▸ **Exercice court a**: Affichez toutes les lignes fournies plus bas qui contiennent la chaîne « hammer ».

Contre cette aliénation de l'identité nationale s'organiseront clandestinement, sur une base initiatique, des mouvements d'inspiration plus ou moins taoïstes, les Triades, mais aussi le Lotus blanc, aux racines plus anciennes etc. (1)
Du point de vue de la culture universelle, on ne peut qu'approuver rétrospectivement leur aspiration. Elle se reflète d'ailleurs, aujourd'hui encore, et quoique d'une manière discrète, généralement à peine perceptible pour les occidentaux, dans les meilleures productions du cinéma qui nous vient d'Extrême-Orient. Au bout du compte les derniers conquérants asiatiques de l'Empire du milieu lui ont imposé une terrible stagnation culturelle, ce qui ne les empêcha pas, d'ailleurs, d'agrandir considérablement le territoire du pays.
Quiconque a visité, par exemple, le joli petit musée de Shanghaï et s'est intéressé à l'étage du mobilier a pu remarquer la beauté des pièces antérieure à 1644, et leur finesse en comparaison de la lourdeur et du mauvais goût de la période suivante (1644-1911).
Si l'on descend à l'étage de la peinture, on constate qu'elle reste encore mal mise en valeur. On doit noter pourtant que celle-ci était considérée par les classiques comme l'art national par excellence. Elle prend pratiquement fin avec le XVIIe siècle. À peine est-il mentionné la présence de deux ou trois, je ne me souviens plus exactement, œuvres du plus grand peintre de l'Empire du milieu. désigné sous le nom de "Moine citrouille amère" (2), il s'agit d'un prince de la dernière dynastie nationale. Sauvé et élevé par un monastère bouddhiste on le connaît en occident sous son surnoM de Shi-tao (3).
Cependant après la double catastrophe subie par ce grand pays au XIXe siècle, c'est-à-dire la révolte des Taï-ping (1851-1864) et les guerres de l'opium (1839-1842 puis 1856-1860), le patriotisme chinois des sociétés secrètes s'investira un peu moins dans la lutte contre la dynastie usurpatrice et un peu plus contre la domination étrangère des puissances européennes et du Japon.
On appellera cela, dès lors : "xénophobie." En grec ce mot veut dire : crainte des étrangers.

▸ **Exercice court b**: Relevez, dans l'ordre où elles apparaissent, toutes les années écrites en chiffres dans le texte sur la Chine impériale, sans répéter celles qui reviennent.

▸ **Données fournies**:

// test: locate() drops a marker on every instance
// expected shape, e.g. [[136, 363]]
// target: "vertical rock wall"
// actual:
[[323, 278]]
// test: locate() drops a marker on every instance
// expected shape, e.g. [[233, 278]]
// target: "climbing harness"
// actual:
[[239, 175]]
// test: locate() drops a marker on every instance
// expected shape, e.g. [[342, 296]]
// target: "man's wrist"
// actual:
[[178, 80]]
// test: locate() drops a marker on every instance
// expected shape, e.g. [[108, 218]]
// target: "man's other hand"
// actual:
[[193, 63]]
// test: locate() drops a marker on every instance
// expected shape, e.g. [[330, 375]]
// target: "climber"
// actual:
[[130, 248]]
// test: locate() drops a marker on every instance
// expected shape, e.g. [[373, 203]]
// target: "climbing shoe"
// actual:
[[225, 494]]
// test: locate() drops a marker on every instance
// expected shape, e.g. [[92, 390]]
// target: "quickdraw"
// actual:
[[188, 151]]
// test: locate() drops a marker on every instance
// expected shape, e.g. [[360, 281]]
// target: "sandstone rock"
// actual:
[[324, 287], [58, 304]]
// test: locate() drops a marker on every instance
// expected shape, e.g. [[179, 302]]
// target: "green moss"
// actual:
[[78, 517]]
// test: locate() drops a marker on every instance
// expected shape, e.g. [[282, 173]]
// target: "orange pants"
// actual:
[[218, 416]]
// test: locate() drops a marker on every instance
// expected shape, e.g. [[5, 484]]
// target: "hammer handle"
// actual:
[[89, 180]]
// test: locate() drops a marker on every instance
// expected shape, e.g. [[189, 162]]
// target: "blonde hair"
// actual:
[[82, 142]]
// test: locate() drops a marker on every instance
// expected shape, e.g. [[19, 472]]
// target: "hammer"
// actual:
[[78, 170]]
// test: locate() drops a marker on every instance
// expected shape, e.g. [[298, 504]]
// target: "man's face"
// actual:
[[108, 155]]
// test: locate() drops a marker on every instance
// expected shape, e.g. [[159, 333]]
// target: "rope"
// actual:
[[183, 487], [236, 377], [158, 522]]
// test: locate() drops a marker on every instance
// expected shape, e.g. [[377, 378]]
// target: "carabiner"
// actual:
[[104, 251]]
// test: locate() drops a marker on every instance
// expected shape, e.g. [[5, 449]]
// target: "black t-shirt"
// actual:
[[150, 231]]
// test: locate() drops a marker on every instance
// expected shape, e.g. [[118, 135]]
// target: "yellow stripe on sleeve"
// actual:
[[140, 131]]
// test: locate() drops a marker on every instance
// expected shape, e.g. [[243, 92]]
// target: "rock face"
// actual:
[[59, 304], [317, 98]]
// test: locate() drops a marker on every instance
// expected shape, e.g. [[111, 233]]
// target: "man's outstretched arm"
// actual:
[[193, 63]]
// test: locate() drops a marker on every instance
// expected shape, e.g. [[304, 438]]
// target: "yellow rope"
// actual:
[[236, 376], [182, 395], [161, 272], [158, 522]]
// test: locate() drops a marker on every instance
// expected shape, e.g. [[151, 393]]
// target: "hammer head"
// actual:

▸ **Solution a**:
// target: "hammer handle"
// target: "hammer"
// target: "hammer head"

▸ **Solution b**: 1644, 1911, 1851, 1864, 1839, 1842, 1856, 1860